Short exercise ▸
Print the records below exactly as they appear.

[Stored data entries]
•••••

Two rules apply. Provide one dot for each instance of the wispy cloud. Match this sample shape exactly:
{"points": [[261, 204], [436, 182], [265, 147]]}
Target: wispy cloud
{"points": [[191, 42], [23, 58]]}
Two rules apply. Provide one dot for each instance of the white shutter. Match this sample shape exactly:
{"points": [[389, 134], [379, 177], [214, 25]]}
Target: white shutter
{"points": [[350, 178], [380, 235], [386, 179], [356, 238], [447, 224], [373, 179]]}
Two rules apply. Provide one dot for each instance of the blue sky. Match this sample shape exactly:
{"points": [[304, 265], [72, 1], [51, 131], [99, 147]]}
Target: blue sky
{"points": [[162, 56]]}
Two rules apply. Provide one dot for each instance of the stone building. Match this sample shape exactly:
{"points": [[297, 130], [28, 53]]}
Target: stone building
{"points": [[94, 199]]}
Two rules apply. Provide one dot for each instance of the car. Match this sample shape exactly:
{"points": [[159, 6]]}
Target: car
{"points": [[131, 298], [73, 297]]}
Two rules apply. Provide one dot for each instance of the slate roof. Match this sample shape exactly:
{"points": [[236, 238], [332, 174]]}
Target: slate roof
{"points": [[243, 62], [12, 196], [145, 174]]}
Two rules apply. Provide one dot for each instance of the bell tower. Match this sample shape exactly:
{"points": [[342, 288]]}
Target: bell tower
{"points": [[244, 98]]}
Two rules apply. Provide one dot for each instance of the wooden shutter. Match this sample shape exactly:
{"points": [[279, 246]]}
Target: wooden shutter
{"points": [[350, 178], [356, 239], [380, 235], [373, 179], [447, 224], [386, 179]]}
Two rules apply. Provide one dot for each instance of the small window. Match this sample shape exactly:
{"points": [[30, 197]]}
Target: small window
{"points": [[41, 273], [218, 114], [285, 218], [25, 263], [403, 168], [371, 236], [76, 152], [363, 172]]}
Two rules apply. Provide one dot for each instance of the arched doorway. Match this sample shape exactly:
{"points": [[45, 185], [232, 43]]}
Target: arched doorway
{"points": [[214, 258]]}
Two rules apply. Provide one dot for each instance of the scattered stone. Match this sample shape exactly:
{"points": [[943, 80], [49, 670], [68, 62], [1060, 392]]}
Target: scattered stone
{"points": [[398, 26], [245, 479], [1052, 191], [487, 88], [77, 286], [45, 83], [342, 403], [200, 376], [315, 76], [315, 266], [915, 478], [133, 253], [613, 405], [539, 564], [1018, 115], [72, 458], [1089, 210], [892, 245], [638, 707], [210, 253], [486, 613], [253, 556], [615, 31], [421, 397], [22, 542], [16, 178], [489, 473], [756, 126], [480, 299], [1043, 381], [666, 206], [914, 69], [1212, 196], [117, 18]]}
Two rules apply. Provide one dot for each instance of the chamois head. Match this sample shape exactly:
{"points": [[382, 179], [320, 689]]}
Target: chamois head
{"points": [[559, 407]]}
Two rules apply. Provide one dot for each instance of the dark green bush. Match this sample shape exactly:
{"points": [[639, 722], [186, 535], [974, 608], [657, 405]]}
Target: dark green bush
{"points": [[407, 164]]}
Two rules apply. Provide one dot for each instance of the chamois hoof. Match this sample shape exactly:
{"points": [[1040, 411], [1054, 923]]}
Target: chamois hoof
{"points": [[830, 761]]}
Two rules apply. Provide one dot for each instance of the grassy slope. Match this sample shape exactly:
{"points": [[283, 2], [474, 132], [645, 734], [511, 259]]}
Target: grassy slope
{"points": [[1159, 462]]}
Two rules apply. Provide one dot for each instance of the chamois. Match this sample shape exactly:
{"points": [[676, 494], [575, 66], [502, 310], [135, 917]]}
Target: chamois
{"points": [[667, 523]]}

•••••

Solution to this problem ▸
Two rules apply. Provide one dot for each instance of the wispy cloud. Match this sample shape exactly:
{"points": [[261, 204], [436, 182], [265, 147]]}
Target: wispy cloud
{"points": [[191, 42], [23, 58]]}
Two rules apply. Provide one dot for each instance of the white shutter. Match this sample shape exactly:
{"points": [[389, 134], [379, 177], [214, 25]]}
Target: white shutter
{"points": [[350, 178], [380, 235], [386, 179], [356, 238], [447, 224], [373, 179]]}
Two rules apply. Provide one dot for each instance of the blue sky. Match this sample shape exactly:
{"points": [[304, 265], [72, 1], [51, 131], [99, 147]]}
Target: blue sky
{"points": [[162, 56]]}
Two rules apply. Provide one dot for each instance of the stone building. Match this sample shape exactly:
{"points": [[297, 130], [28, 53]]}
Target: stone building
{"points": [[94, 199]]}
Two rules apply. Provide one dot for each instance of the car. Match this sample shape exactly:
{"points": [[159, 6]]}
Target: car
{"points": [[131, 298], [73, 297]]}
Two rules apply. Provide one dot for each instance of the slate roof. Match this sample shape exactly:
{"points": [[236, 238], [332, 174]]}
Target: slate roof
{"points": [[243, 62], [12, 196], [145, 174]]}
Two rules apply. Provide one dot for each instance of the bell tower. Match this sample shape exactly:
{"points": [[342, 288]]}
Target: bell tower
{"points": [[244, 98]]}
Two rules apply. Provide one dot for each instance of the wooden shutter. Match this sample shape exactly:
{"points": [[279, 246]]}
Target: wooden shutter
{"points": [[350, 178], [356, 239], [380, 235], [373, 179], [447, 224], [386, 179]]}
Two rules apply. Provide one dot for each instance of the small window. Match this sample shape exactly:
{"points": [[30, 197]]}
Target: small window
{"points": [[41, 273], [218, 114], [285, 218], [25, 263], [403, 168], [371, 236], [76, 152], [363, 172]]}
Two rules apply. Provide one dot for each instance of the arched doorway. Match this sample shape exactly:
{"points": [[45, 185], [232, 43]]}
Target: arched doorway
{"points": [[214, 258]]}
Two rules apply. Provide one dot for each instance of the scattered stone. Match this sample shape exactly:
{"points": [[943, 80], [49, 670], [68, 62], [1060, 392]]}
Target: scattered stone
{"points": [[398, 26], [245, 479], [1052, 191], [487, 88], [77, 286], [45, 83], [342, 403], [200, 376], [315, 76], [315, 266], [915, 478], [133, 253], [613, 405], [539, 564], [1018, 115], [72, 458], [1089, 210], [892, 245], [638, 707], [210, 253], [486, 613], [253, 556], [615, 31], [421, 397], [22, 542], [16, 178], [489, 473], [756, 126], [480, 299], [1043, 381], [666, 206], [914, 69], [1212, 196], [117, 18]]}
Two rules apply. Provide one dot for each instance of the chamois head. Match this sample shape exactly:
{"points": [[382, 179], [320, 689]]}
Target: chamois head
{"points": [[559, 407]]}
Two rules apply. Provide one dot for each instance of the dark green bush. Match this sample shape exactly:
{"points": [[639, 722], [186, 535], [974, 608], [657, 405]]}
Target: dark green bush
{"points": [[407, 164]]}
Two rules apply. Provide one dot for each instance of the chamois hoof. Match this sample shape exactly:
{"points": [[1040, 411], [1054, 923]]}
Target: chamois hoof
{"points": [[830, 761]]}
Two rules apply. Provide one dot for each instance of the grassy slope. Match this sample shape exactly:
{"points": [[283, 2], [474, 132], [645, 734], [511, 259]]}
Target: grassy slope
{"points": [[1159, 462]]}
Two rules apply. Provide one dot for each instance of the chamois. Match this sample shape exactly:
{"points": [[676, 494], [575, 66], [502, 310], [135, 917]]}
Target: chamois
{"points": [[667, 523]]}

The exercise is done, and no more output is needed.